» **Instructions for the task**
Report each line below that carries the word "roof".

» **Records provided**
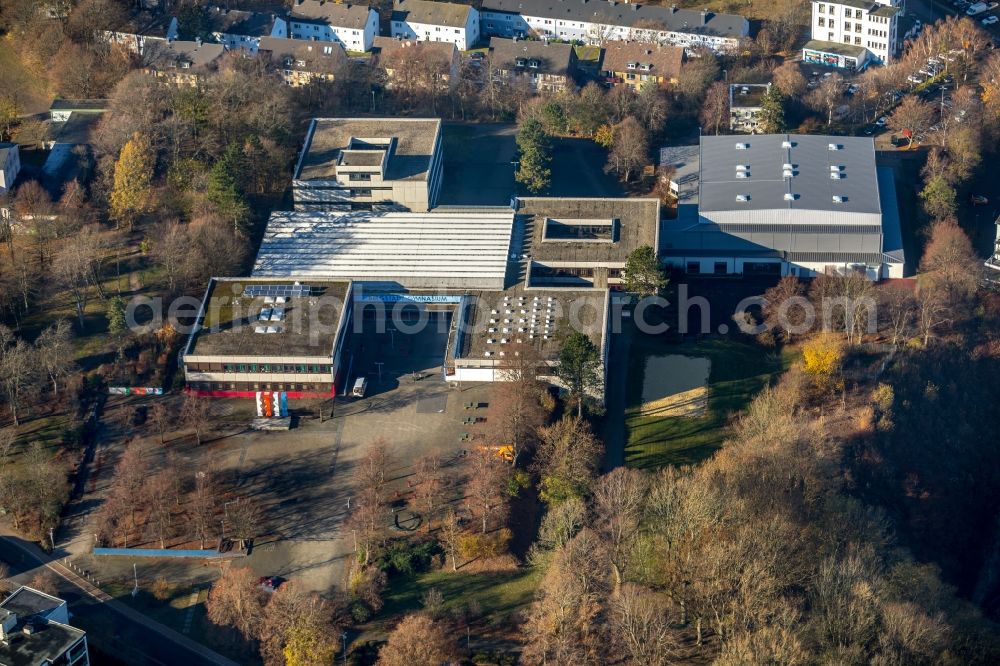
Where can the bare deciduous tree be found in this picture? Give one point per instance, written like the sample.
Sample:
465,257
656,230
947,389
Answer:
486,487
243,520
236,601
418,640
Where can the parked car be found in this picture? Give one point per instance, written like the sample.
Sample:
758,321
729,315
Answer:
269,583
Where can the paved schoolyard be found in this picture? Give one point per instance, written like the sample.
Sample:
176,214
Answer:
478,164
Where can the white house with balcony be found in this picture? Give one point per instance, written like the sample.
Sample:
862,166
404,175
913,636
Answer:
237,29
850,34
427,21
601,21
353,26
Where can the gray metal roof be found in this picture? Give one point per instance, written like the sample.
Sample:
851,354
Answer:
416,250
626,14
342,15
415,142
811,188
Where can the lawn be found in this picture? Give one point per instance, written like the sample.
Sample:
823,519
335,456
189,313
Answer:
739,370
499,594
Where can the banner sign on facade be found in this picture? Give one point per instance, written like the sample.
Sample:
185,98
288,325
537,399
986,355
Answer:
408,298
131,390
272,403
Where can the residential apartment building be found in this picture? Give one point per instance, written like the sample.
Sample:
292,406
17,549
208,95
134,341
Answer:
353,26
439,58
429,21
182,62
635,64
141,31
35,629
237,29
10,166
850,34
301,62
537,66
369,164
602,21
745,101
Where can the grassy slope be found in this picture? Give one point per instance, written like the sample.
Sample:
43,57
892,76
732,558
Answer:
739,370
500,594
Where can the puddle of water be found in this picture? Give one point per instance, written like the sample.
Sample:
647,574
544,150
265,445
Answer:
673,374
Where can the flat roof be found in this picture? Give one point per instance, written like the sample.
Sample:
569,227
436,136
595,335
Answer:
92,105
635,224
464,249
415,141
49,639
26,601
306,325
763,158
626,14
536,317
6,149
835,48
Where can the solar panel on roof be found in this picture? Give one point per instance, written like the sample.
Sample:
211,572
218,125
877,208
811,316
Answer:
277,290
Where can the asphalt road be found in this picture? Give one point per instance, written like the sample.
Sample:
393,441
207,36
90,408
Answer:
113,635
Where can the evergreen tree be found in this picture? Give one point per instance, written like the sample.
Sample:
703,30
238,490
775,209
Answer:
772,111
227,183
643,273
536,153
579,367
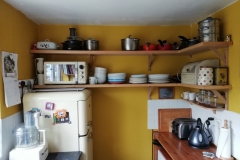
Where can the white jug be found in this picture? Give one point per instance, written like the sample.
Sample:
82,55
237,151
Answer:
39,65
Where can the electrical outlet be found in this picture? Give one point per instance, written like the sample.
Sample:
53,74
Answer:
25,80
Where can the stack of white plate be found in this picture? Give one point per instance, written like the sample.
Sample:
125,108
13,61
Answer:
158,78
138,78
101,74
116,78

» **Response below**
Where can the gray metal roof be found in this picture? Give one point per instance, written like the sample.
Where can the flat roof be found in this picture? Give one point per instance, written like the sample.
Where can the solar panel on roof be found in this picture? Give one point per instance, written like the sample.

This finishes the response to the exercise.